Records:
▽
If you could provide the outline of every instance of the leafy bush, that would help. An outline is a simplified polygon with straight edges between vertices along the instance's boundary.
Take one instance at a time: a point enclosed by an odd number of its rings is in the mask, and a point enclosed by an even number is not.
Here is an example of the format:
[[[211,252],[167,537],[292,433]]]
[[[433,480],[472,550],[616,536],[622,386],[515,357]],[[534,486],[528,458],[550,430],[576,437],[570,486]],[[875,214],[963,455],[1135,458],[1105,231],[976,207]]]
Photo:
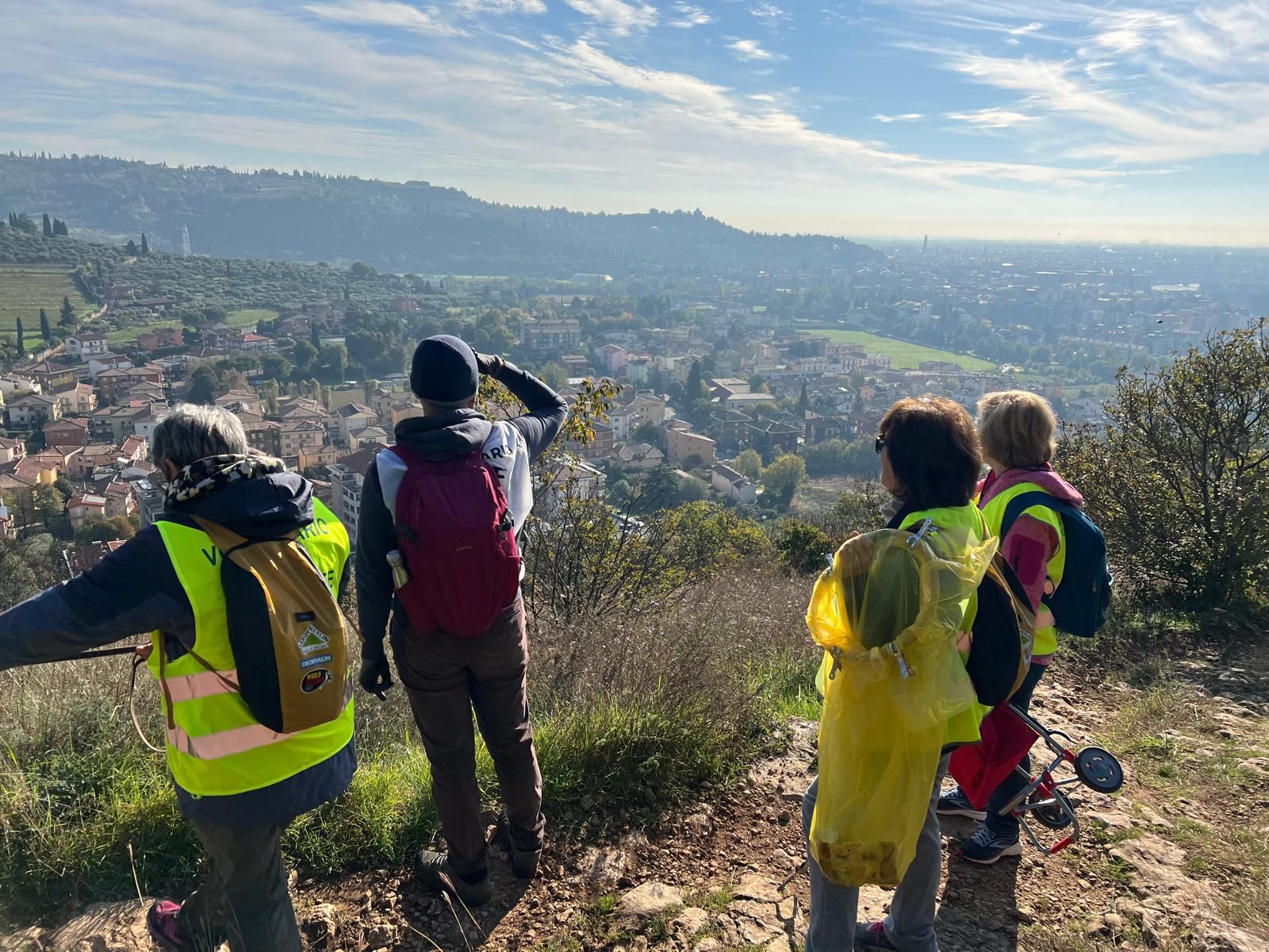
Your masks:
[[[1190,607],[1263,598],[1269,570],[1269,324],[1209,336],[1170,366],[1121,371],[1104,428],[1062,434],[1121,579]]]
[[[780,553],[780,565],[794,575],[824,571],[834,552],[831,538],[815,526],[797,519],[787,519],[780,524],[775,548]]]
[[[806,459],[793,453],[777,457],[763,470],[763,489],[773,506],[787,509],[797,487],[806,482]]]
△
■ **WRITTEN TASK**
Retype the entire listing above word for word, and leave the picture out of your copy.

■ **TASK OUTPUT**
If you could provide the outline of every instance of the leafy bush, that would help. An outline is a simplified polygon with straight edges between vertices along the instance's boundary.
Take one instance at a time: a point enclosed by an odd number of its rings is in the mask, and a point enclosed by an even number is not.
Here is an example of the format:
[[[211,252],[167,537],[292,433]]]
[[[433,480],[472,550],[616,536],[622,386],[515,357]],[[534,486],[528,458],[550,430],[576,437],[570,486]],[[875,214],[963,455],[1135,458],[1105,231],[976,207]]]
Photo:
Your masks:
[[[1190,607],[1263,598],[1269,570],[1269,324],[1209,336],[1170,366],[1121,371],[1104,428],[1062,434],[1121,579]]]
[[[780,553],[780,565],[794,575],[824,571],[834,552],[831,538],[815,526],[797,519],[787,519],[780,524],[775,548]]]
[[[806,459],[793,453],[777,457],[763,470],[763,489],[773,506],[787,509],[797,487],[806,482]]]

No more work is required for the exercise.